## Requirement
Reproduce every one of the following items word for word, with no changes.

:: Data excerpts ::

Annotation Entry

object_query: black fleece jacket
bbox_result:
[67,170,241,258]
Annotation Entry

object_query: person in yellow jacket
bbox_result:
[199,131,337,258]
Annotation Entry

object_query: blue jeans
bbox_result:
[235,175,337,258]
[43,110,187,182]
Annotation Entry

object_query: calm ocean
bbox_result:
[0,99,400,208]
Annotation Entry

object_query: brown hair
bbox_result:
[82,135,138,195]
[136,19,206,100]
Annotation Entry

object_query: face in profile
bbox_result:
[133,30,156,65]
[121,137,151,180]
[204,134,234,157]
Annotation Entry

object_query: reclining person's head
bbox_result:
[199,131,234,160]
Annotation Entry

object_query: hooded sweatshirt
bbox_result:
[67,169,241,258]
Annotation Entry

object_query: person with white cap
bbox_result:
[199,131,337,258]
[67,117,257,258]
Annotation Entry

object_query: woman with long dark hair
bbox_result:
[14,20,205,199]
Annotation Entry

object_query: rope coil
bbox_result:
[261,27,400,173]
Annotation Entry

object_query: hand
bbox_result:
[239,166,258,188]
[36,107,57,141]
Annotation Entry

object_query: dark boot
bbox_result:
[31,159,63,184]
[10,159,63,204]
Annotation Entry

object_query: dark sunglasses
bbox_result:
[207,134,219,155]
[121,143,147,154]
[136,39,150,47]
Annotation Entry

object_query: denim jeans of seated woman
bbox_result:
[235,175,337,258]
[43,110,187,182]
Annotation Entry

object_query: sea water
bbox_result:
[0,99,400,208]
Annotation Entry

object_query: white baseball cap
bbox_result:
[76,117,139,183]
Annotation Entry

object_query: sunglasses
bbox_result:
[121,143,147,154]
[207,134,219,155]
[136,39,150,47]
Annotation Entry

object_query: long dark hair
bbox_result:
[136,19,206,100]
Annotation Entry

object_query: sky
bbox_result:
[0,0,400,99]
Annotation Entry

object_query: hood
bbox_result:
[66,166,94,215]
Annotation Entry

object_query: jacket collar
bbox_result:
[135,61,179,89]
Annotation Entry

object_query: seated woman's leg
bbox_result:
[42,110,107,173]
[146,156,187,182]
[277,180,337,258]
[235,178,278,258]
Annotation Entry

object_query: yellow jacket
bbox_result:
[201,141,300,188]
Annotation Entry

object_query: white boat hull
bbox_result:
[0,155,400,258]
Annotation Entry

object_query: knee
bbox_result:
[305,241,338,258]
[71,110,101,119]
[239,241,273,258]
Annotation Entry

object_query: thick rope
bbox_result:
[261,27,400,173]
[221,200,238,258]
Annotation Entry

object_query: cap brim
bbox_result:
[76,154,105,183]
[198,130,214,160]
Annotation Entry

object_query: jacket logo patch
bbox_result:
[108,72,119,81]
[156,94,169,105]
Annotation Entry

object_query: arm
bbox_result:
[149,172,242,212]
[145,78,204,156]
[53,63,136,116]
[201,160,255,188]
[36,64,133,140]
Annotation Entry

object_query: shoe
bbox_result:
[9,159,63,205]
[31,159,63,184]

:::

## Reply
Annotation Entry

object_query: black fleece jacket
bbox_result:
[67,170,241,258]
Annotation Entry

object_query: person in yellow jacket
bbox_result:
[199,131,337,258]
Annotation Entry

object_query: blue jeans
bbox_result:
[235,175,337,258]
[43,110,187,182]
Annotation Entry

object_query: calm ocean
bbox_result:
[0,99,400,208]
Annotation Entry

object_query: brown hair
bbox_result:
[82,135,138,195]
[136,19,206,100]
Annotation Entry

object_query: face in profile
bbox_result:
[133,30,156,65]
[121,137,151,180]
[204,134,234,157]
Annotation Entry

object_query: reclining person's head
bbox_result:
[199,131,234,160]
Annotation Entry

object_query: hooded sweatshirt
bbox_result:
[67,169,241,258]
Annotation Entry

object_query: person with white cap
bbox_result:
[199,131,337,258]
[67,117,257,258]
Annotation Entry

object_query: woman with long dark hair
bbox_result:
[14,20,205,199]
Annotation Entry

object_query: rope coil
bbox_result:
[261,27,400,173]
Annotation Entry

object_query: hand
bbox_result:
[239,166,258,188]
[36,107,57,141]
Annotation Entry

object_query: dark boot
bbox_result:
[31,159,63,184]
[10,159,63,204]
Annotation Entry

object_query: dark sunglasses
bbox_result:
[207,134,219,155]
[121,143,147,154]
[136,39,150,47]
Annotation Entry

object_query: denim jeans of seated woman
bbox_result:
[235,175,337,258]
[43,110,187,182]
Annotation Entry

object_query: sea water
bbox_result:
[0,99,400,208]
Annotation Entry

object_query: white baseball cap
bbox_result:
[76,117,139,183]
Annotation Entry

object_query: sunglasses
bbox_result:
[121,143,147,154]
[207,134,219,155]
[136,39,150,47]
Annotation Entry

object_query: long dark hair
bbox_result:
[136,19,206,100]
Annotation Entry

object_query: sky
bbox_result:
[0,0,400,99]
Annotation Entry

object_query: hood
bbox_result:
[66,166,94,215]
Annotation Entry

object_query: jacket collar
bbox_result:
[135,61,179,89]
Annotation Entry

object_query: seated woman's leg
bbox_result:
[42,110,107,173]
[146,156,187,182]
[277,180,337,258]
[235,178,278,258]
Annotation Entry

object_query: yellow jacket
bbox_result:
[201,141,300,188]
Annotation Entry

object_query: white boat hull
bbox_result:
[0,155,400,258]
Annotation Entry

object_query: knee
bbox_result:
[305,241,338,258]
[71,110,101,119]
[239,241,273,258]
Annotation Entry

object_query: thick rope
bbox_result:
[261,27,400,173]
[221,200,238,258]
Annotation Entry

object_query: cap brim
bbox_result:
[76,154,105,183]
[198,130,214,160]
Annotation Entry

object_query: jacket logo patch
bbox_result:
[108,72,119,81]
[156,94,169,105]
Annotation Entry

object_query: arm
bbox_result:
[149,172,242,212]
[145,78,204,156]
[53,63,136,116]
[201,160,255,188]
[36,64,133,140]
Annotation Entry

object_query: shoe
bbox_result:
[9,159,63,205]
[31,159,63,184]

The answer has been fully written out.